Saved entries
%%

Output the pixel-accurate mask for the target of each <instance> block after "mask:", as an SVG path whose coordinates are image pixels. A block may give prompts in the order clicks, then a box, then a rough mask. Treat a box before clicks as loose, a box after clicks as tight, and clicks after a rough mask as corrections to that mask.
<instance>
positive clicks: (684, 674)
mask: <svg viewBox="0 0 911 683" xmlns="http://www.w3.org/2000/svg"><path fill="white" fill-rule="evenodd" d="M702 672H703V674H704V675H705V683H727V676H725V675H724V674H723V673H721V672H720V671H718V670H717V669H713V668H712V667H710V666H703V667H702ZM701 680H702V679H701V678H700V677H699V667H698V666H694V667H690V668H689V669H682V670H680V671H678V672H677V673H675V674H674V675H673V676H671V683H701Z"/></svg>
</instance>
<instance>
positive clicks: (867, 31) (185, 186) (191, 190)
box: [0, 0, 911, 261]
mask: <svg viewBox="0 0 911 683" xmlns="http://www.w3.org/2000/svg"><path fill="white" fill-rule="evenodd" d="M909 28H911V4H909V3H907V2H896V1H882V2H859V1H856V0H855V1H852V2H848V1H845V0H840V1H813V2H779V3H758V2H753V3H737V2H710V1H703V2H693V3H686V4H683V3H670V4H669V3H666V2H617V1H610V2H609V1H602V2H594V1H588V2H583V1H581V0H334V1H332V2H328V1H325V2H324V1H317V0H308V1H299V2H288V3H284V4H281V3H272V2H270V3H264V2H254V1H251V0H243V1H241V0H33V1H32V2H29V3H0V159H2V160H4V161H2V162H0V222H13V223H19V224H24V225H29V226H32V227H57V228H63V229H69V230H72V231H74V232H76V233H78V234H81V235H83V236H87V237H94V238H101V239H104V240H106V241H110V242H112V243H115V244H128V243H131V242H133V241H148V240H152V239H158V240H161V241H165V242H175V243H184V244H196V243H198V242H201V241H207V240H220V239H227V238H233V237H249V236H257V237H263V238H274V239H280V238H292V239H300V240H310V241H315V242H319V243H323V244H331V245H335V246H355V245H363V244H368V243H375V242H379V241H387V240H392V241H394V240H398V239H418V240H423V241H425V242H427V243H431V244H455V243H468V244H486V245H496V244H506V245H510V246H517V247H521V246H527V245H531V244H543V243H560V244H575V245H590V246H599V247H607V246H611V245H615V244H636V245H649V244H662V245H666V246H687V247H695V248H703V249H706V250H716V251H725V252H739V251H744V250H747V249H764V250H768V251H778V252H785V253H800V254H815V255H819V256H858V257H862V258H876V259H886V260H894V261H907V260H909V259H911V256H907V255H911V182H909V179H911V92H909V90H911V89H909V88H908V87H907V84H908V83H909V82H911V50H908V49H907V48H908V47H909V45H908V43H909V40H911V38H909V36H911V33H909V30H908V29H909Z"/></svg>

%%

▸ What the exercise asks
Your task is to retype the records above exactly.

▸ Finished exercise
Output the pixel-accurate mask for the target of each <instance> block after "mask:", as an SVG path whose coordinates are image pixels. A block may give prompts in the order clicks, then a box, then a rough mask. Treat a box before clicks as loose, a box after clicks as tight, and clicks after a rough mask as corrections to that mask.
<instance>
positive clicks: (684, 674)
mask: <svg viewBox="0 0 911 683" xmlns="http://www.w3.org/2000/svg"><path fill="white" fill-rule="evenodd" d="M702 672H703V674H704V675H705V683H727V676H725V675H724V674H723V673H721V672H720V671H718V670H717V669H713V668H712V667H710V666H703V667H702ZM701 680H702V679H701V678H700V677H699V667H698V666H694V667H690V668H689V669H682V670H680V671H678V672H677V673H675V674H674V675H673V676H671V683H701Z"/></svg>
</instance>
<instance>
positive clicks: (867, 31) (185, 186) (191, 190)
box: [0, 0, 911, 261]
mask: <svg viewBox="0 0 911 683" xmlns="http://www.w3.org/2000/svg"><path fill="white" fill-rule="evenodd" d="M909 28H911V4H909V3H907V2H896V1H882V2H859V1H856V0H855V1H852V2H848V1H845V0H840V1H813V2H779V3H758V2H753V3H737V2H710V1H703V2H693V3H686V4H683V3H670V4H669V3H666V2H617V1H610V2H609V1H602V2H594V1H588V2H583V1H581V0H334V1H332V2H328V1H325V2H324V1H317V0H308V1H299V2H288V3H284V4H281V3H272V2H270V3H264V2H254V1H251V0H243V1H241V0H33V1H32V2H29V3H0V159H2V160H4V161H2V162H0V222H13V223H19V224H24V225H29V226H32V227H57V228H63V229H69V230H72V231H74V232H76V233H78V234H81V235H83V236H87V237H94V238H101V239H104V240H106V241H110V242H112V243H115V244H128V243H131V242H133V241H148V240H152V239H158V240H161V241H165V242H175V243H184V244H196V243H198V242H201V241H207V240H220V239H227V238H233V237H249V236H257V237H263V238H274V239H280V238H292V239H300V240H310V241H315V242H319V243H323V244H331V245H335V246H355V245H363V244H368V243H375V242H379V241H387V240H392V241H394V240H398V239H418V240H423V241H425V242H427V243H431V244H455V243H468V244H486V245H496V244H506V245H510V246H517V247H521V246H527V245H531V244H543V243H560V244H575V245H590V246H599V247H607V246H611V245H615V244H636V245H649V244H662V245H666V246H687V247H695V248H703V249H706V250H716V251H725V252H739V251H744V250H747V249H764V250H768V251H778V252H785V253H800V254H815V255H819V256H858V257H862V258H876V259H886V260H894V261H907V260H909V259H911V256H907V255H911V182H909V179H911V92H909V90H911V89H909V88H908V87H907V84H908V83H909V82H911V50H908V49H907V48H908V47H909V45H908V43H909V40H911V38H909V36H911V33H909V30H908V29H909Z"/></svg>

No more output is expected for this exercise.